• [The request]
Carry over the records from the line containing "Every instance gets a single point. Point out the vehicle fender" through the end of the records, reproducing every line, requests included. Add 62 to each number in the answer coordinates, and leave the sample coordinates in the requests unchanged.
:: Extracted records
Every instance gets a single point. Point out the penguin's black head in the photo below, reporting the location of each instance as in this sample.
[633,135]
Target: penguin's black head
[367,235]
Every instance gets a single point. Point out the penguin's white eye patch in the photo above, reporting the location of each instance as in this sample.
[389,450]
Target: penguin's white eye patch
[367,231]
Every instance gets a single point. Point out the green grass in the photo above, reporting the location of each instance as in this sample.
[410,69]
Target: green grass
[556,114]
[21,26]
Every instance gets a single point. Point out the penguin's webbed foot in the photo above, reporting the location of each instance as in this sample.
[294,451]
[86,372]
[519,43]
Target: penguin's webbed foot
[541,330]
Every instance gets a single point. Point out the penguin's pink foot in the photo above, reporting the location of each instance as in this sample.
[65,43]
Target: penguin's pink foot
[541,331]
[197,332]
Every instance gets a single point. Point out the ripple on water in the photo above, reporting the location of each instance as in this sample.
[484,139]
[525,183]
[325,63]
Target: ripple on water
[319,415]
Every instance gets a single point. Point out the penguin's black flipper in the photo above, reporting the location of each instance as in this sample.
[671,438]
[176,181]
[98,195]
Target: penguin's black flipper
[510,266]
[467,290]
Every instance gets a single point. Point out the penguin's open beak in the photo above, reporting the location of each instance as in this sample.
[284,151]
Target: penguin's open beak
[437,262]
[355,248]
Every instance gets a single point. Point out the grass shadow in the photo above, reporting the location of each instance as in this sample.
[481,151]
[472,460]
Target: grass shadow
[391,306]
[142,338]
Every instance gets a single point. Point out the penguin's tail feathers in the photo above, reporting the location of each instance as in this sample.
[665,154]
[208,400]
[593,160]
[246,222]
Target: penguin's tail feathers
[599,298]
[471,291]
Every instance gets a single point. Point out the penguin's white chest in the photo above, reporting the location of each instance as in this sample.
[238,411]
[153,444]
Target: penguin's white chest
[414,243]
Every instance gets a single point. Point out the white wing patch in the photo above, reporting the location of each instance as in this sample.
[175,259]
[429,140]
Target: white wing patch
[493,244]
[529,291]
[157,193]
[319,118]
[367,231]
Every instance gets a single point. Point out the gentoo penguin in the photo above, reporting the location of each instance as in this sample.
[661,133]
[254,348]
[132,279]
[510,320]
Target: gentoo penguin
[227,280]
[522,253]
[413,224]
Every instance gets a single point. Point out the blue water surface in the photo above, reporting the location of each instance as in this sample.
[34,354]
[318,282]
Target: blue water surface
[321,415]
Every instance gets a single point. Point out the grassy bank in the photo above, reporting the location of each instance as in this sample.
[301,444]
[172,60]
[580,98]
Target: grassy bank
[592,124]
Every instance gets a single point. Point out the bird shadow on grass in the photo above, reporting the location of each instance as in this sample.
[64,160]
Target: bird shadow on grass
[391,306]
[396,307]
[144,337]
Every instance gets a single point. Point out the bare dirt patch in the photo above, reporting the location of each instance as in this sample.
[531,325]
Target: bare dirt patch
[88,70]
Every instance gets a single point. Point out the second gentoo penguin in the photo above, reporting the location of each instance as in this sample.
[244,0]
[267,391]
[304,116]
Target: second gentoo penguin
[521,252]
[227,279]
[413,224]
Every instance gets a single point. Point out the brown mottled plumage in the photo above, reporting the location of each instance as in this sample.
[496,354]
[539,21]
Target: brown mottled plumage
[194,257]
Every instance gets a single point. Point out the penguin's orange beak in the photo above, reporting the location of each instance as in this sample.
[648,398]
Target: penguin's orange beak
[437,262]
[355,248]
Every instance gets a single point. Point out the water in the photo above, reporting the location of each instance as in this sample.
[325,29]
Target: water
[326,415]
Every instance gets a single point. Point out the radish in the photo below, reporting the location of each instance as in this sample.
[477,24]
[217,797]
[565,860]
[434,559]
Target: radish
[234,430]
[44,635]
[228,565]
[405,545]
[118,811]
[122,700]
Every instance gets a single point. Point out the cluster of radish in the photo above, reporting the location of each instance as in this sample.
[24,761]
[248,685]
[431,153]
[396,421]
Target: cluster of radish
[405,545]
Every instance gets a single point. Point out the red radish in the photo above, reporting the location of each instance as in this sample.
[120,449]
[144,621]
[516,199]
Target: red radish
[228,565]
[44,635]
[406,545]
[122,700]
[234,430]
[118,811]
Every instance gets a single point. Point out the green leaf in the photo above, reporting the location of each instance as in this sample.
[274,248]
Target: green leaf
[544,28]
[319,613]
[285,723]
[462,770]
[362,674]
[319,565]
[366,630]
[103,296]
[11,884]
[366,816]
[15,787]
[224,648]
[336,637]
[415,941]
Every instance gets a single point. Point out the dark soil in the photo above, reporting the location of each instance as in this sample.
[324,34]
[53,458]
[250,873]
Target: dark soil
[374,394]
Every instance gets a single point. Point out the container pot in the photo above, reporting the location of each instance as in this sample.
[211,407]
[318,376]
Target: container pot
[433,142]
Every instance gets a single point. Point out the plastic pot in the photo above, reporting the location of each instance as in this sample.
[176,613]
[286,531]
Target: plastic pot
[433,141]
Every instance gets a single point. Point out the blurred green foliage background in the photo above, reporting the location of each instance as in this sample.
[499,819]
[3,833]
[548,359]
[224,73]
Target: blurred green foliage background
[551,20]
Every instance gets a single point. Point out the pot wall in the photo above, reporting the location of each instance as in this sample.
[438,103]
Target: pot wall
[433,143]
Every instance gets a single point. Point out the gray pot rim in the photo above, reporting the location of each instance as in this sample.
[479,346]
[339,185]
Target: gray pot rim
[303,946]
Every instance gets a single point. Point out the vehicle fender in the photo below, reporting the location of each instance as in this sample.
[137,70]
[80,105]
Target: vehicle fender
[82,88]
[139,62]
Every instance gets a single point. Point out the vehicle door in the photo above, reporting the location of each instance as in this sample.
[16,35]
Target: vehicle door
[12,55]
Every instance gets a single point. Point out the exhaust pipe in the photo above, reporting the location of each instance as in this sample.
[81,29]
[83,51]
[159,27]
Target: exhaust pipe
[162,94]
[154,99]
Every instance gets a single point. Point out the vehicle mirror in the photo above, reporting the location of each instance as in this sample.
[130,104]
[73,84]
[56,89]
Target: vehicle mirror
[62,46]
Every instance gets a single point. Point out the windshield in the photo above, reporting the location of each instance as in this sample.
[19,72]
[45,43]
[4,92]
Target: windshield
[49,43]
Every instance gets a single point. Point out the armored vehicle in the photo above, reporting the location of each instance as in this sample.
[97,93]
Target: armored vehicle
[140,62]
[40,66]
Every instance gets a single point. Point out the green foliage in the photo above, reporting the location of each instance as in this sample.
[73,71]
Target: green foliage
::::
• [Exercise output]
Every instance gets a single point. Point out the vehicle fender in the photo below, reporting the location of each instance as in this sample.
[137,70]
[80,105]
Target: vehicle fender
[144,150]
[201,124]
Every instance gets a single point. Point out the vehicle door in the photo above, reporting the location of each instance as in this sample.
[16,35]
Target: vehicle door
[74,117]
Every instance gets a single point. Point out the exhaust pipe in the photo above, reporting the location of each instance as in this sample.
[81,29]
[83,51]
[159,27]
Target: exhaust pipe
[224,156]
[216,161]
Every instance gets a single point. Point out the vehicle mirror in the photo above, reporting the location of each instance as in this sample.
[130,104]
[73,84]
[56,89]
Target: vehicle mirror
[124,108]
Every instance gets a single point. Point out the windshield in the photo above, reporting the location of each instance as in this sample.
[19,72]
[45,43]
[4,92]
Target: windshield
[111,105]
Every instance gets a single point. Point out the armored vehicle in the photo above, reporting the location of each instance as in this sample.
[97,93]
Target: armored vehicle
[202,124]
[102,128]
Every instance gets a single point. Point out the green foliage in the photo above, reporting the location of each instance as in this sample.
[73,71]
Target: green foliage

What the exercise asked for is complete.